═══ THE INPUT
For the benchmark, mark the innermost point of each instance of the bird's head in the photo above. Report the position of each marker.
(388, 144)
══════
═══ THE INPUT
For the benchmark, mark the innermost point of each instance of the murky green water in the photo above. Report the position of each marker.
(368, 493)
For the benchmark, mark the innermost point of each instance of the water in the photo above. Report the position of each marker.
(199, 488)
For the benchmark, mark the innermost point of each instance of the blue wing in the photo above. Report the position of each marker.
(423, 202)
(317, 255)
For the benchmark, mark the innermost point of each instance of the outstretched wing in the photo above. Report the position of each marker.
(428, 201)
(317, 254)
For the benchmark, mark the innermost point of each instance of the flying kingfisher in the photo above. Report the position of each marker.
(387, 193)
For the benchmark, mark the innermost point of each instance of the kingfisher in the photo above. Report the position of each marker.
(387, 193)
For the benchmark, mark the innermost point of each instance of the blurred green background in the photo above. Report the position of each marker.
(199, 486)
══════
EXERCISE DESCRIPTION – Count the lines in the material above that contain the string "wing". Reply with the number alone.

FULL SOLUTION – 2